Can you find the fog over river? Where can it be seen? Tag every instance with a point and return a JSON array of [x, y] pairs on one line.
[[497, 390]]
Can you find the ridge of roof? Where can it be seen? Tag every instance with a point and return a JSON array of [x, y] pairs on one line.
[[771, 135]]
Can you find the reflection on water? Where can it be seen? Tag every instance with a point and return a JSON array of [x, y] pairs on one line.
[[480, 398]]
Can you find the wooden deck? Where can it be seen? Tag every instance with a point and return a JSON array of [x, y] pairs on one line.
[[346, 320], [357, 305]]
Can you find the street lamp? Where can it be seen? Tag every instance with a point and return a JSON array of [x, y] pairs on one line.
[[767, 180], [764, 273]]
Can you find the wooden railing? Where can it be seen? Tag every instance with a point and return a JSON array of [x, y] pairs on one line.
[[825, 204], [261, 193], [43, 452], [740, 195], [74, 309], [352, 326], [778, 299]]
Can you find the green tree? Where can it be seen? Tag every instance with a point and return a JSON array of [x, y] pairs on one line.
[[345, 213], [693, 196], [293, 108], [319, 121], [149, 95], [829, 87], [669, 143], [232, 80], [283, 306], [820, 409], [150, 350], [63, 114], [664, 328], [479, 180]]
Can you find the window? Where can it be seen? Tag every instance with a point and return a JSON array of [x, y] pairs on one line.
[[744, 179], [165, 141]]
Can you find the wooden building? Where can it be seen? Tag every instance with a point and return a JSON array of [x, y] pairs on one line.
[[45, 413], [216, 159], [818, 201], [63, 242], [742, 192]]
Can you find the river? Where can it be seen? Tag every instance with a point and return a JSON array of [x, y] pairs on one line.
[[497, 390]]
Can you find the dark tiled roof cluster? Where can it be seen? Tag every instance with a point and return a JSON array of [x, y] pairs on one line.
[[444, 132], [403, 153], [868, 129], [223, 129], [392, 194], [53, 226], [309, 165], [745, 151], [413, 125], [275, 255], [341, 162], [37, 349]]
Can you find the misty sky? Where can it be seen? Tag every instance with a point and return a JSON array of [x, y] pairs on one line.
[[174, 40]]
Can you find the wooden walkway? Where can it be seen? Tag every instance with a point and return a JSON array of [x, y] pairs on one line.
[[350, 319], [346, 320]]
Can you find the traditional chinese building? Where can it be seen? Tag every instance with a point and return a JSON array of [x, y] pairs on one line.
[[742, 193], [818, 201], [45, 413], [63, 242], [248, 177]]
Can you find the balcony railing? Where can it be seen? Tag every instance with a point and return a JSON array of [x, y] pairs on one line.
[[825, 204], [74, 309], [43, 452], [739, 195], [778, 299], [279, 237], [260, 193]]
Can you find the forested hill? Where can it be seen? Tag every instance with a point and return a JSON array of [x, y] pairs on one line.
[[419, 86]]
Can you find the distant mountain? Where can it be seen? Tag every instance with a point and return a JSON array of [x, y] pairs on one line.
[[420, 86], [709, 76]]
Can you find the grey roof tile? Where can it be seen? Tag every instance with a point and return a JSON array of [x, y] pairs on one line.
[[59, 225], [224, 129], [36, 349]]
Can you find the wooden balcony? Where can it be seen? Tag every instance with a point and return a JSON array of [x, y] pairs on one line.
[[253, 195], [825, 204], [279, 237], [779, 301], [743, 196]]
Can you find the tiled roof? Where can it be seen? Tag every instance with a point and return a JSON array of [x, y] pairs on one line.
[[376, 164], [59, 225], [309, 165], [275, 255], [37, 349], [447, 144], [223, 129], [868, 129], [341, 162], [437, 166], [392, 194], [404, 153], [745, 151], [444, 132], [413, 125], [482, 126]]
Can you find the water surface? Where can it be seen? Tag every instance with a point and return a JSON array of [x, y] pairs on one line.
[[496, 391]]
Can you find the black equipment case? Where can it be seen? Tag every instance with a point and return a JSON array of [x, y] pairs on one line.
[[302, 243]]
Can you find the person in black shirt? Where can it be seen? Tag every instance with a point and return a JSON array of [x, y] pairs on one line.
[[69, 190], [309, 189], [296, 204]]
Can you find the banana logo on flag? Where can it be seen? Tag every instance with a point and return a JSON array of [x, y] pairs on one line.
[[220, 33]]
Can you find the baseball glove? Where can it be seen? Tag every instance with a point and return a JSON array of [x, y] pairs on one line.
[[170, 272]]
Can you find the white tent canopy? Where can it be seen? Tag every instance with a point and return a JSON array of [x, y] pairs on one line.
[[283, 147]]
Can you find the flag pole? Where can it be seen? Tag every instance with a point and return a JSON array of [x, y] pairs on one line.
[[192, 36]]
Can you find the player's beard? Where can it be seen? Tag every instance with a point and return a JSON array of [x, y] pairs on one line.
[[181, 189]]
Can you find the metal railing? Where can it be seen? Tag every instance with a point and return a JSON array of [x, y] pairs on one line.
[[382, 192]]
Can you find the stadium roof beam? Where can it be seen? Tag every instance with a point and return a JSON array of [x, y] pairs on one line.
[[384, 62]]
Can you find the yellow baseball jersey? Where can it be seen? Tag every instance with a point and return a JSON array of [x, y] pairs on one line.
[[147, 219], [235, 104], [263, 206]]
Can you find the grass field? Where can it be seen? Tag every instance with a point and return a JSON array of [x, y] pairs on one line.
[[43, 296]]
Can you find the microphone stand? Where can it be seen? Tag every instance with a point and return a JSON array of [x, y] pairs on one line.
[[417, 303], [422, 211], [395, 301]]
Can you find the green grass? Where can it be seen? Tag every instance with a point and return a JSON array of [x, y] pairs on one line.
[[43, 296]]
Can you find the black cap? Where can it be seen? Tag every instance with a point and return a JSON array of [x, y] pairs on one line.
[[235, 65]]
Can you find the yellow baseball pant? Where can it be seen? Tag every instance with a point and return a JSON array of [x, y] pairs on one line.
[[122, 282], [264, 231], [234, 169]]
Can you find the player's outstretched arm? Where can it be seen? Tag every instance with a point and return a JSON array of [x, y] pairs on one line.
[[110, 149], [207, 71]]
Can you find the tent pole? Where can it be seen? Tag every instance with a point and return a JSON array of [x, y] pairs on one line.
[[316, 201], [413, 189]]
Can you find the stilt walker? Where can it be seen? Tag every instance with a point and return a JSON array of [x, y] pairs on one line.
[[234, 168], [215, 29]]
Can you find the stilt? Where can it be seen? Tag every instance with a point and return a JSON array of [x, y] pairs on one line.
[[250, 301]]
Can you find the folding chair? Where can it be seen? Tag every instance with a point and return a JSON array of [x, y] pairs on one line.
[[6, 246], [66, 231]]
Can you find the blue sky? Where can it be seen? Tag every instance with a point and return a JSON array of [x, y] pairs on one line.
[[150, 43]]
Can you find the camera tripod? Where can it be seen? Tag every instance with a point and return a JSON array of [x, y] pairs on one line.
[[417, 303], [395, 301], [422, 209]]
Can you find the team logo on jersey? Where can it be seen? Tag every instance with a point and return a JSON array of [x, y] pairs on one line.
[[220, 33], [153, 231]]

════════

- **WHAT YOU HAVE TO DO**: Copy every line of the records word for word.

- **COMPLETED EXERCISE**:
Can you find the fog over river? Where can it be seen? Tag every instance with a point and return a JSON array of [x, y] pairs on one line.
[[497, 390]]
Can you find the ridge of roof? Where can it be seen? Tag every instance with a point and return a JSON array of [x, y] pairs on one line.
[[771, 135]]
Can you find the reflection on water? Where can it be seen? Tag every instance with a point and return a JSON array of [x, y] pairs on one line.
[[480, 398]]
Can you find the wooden deck? Where can it be seen? Tag every instance with a point and return a JSON array of [x, y] pairs on one line.
[[346, 320], [357, 305]]
Can you find the street lamp? Where can it be seen? Tag every instance with a point and return a JSON array of [x, y] pairs on one line.
[[767, 180], [764, 273]]
Can you find the wooden railing? Where can it be seen? Tag every instance with a point and return a JSON array of [x, y] pairs on one line.
[[825, 204], [261, 193], [43, 452], [740, 195], [74, 309], [352, 326], [778, 299]]
Can you find the green tree? Where can it be seen? Tag every instance with a point and return a JSON array of [x, y] pairs on one line.
[[345, 213], [693, 196], [293, 108], [319, 121], [149, 95], [829, 87], [669, 143], [232, 80], [283, 306], [820, 409], [150, 350], [63, 114], [664, 328], [479, 180]]
Can you find the window? Where can it be seen? Tag every instance with a point and return a JSON array of [x, y] pairs on one line.
[[744, 179], [165, 141]]
Can you find the wooden building? Where can it be seen? Tag every instance with a point and return a JSON array of [x, y] pairs on one line.
[[45, 413], [216, 159], [818, 201], [63, 242], [742, 192]]
Can you find the river? Where can it be seen? Tag every instance with a point and return a JSON array of [x, y] pairs on one line.
[[497, 390]]
Can you find the dark tiled roof cluster? Where can it be seen? Tag every instance with a point and return a JSON array of [x, y] pairs on one line.
[[444, 132], [403, 153], [868, 129], [223, 129], [392, 194], [53, 226], [309, 165], [745, 151], [413, 125], [275, 255], [341, 162], [37, 349]]
Can you find the misty sky? Where can it be seen? Tag every instance with a point and return a JSON array of [x, y] pairs on one line.
[[174, 40]]
Can you find the wooden walkway? Where can it be seen? Tag every instance with a point and return a JSON array of [x, y] pairs on one line.
[[350, 319], [346, 320]]
Can you find the traditional chinese building? Where can it be seen? Tag every instance with a point and return a JSON array of [x, y] pairs on one line.
[[742, 193], [818, 201], [45, 413], [63, 242], [248, 177]]
Can you find the balcony railing? Where can it be seen? Tag every instance with a point and return a JSON array of [x, y] pairs on one line.
[[825, 204], [74, 309], [43, 452], [739, 195], [778, 299], [279, 237], [260, 193]]
Can you find the forested hill? Where can it be seen? Tag every instance with a point and return a JSON array of [x, y] pairs on one line.
[[419, 86]]
Can you find the distant mountain? Where can it be seen? Tag every instance with a point and return a JSON array of [x, y] pairs on one line.
[[420, 86], [709, 76]]
Can you find the grey roof tile? Where can it be seen? Tag every instance with a point and return a JSON array of [x, y] pairs on one line.
[[59, 225], [224, 129], [36, 349]]
Can you find the wooden balcony? Where can it be seen? Tag every instance with a point and return a JSON array of [x, y] pairs on one line.
[[253, 195], [825, 204], [279, 237], [779, 301], [743, 196]]
Can you find the tiled roof? Where can it be seen? Tag every instance with a point and return a JSON array of [x, y] pairs on one line.
[[376, 164], [59, 225], [309, 165], [275, 255], [37, 349], [447, 144], [223, 129], [868, 129], [341, 162], [437, 166], [392, 194], [404, 153], [745, 151], [444, 132], [413, 125], [482, 126]]
Can you find the water surface? Where can it be seen? Tag every instance with a point and return a JSON array of [x, y] pairs on one line.
[[496, 391]]
Can you find the black equipment case? Where can it be seen? Tag every instance with a point and return a JSON array of [x, y] pairs on one line.
[[302, 243]]
Can you find the person in black shirt? Where can it be seen? Tag every instance with a point and return a JSON array of [x, y] pairs on one line.
[[69, 190], [309, 189], [296, 204]]
Can you find the banana logo on flag? Where can it be seen? Tag every instance with a point and return a JSON array of [x, y] pairs on one line.
[[220, 33]]
Can you find the baseball glove? Where can it be seen? Tag every instance with a point and return a JSON array of [x, y] pairs on one line.
[[170, 272]]
Can you find the white tent canopy? Where can it be seen? Tag every instance with a point and return a JSON array of [x, y] pairs on one line.
[[283, 147]]
Can you find the flag pole? Where can it be seen? Tag every instance with a point and return a JSON array of [x, y] pairs on one line.
[[192, 36]]
Can you find the player's beard? Where can it be seen? Tag every instance with a point and return a JSON array of [x, y] pairs on one line.
[[181, 189]]
Can you find the metal railing? Where can it be seen? Tag every instance with a point and return a JSON array of [x, y] pairs on one line.
[[382, 192]]
Can you find the stadium roof beam? Where can it be seen? Tag every instance with a point and return a JSON array of [x, y] pairs on one line.
[[384, 62]]
Can you find the yellow baseball jersey? Where can it be seen? Tag every instance with a point and return a JSON array of [x, y] pairs on one line.
[[147, 219], [235, 104], [263, 206]]
Can you find the grass field? Where can it be seen? Tag every instance with a point and return a JSON array of [x, y] pairs on one line.
[[43, 296]]
Can you find the microphone stand? Where can it be seen? Tag every instance with a point and return a JSON array of [x, y] pairs on one line.
[[417, 303], [422, 211], [395, 301]]
Can you find the green grass? Where can it be seen? Tag every instance with a point and return a JSON array of [x, y] pairs on one line.
[[43, 296]]
Can you find the black cap? Where can it be seen? Tag every instance with a point and return a JSON array of [x, y] pairs on one line.
[[235, 65]]
Can you find the yellow baseball pant? Where can it be seen? Tag every instance with a point and return a JSON array of [x, y] pairs on one line.
[[122, 282], [264, 231], [234, 169]]
Can you find the player's outstretched arm? Where can it be seen? Tag every instance with a point and return a JSON array of [x, y] pairs on one line.
[[110, 149], [207, 71]]
Can you find the tent pole? Where can it be seen? Tag every instance with a point and return a JSON array of [x, y] pairs on one line.
[[316, 201], [413, 189]]
Can you find the stilt walker? Where can it be seen? Tag every instance with a point and return a JSON array of [x, y] pairs on one line.
[[234, 168], [215, 29]]
Can you find the stilt? Where can it be seen? Tag every instance with a point and return a JSON array of [x, y] pairs on one line.
[[250, 301]]
Can you find the folding chair? Where can it be seen? Tag every instance with a point and return a JSON array of [x, y] pairs on one line.
[[6, 246], [66, 231]]
Can you find the blue sky? Where can it be seen? Tag every instance with a point and return a JSON array of [x, y] pairs on one line.
[[150, 43]]
Can you find the camera tripod? Where can it be seen? Tag every instance with a point and return a JSON array of [x, y] pairs on one line.
[[417, 303], [395, 301], [422, 209]]
Can you find the team logo on jersey? Where can it be seen? Tag every instance with a point and return a JSON array of [x, y] pairs on one line.
[[220, 33], [153, 231]]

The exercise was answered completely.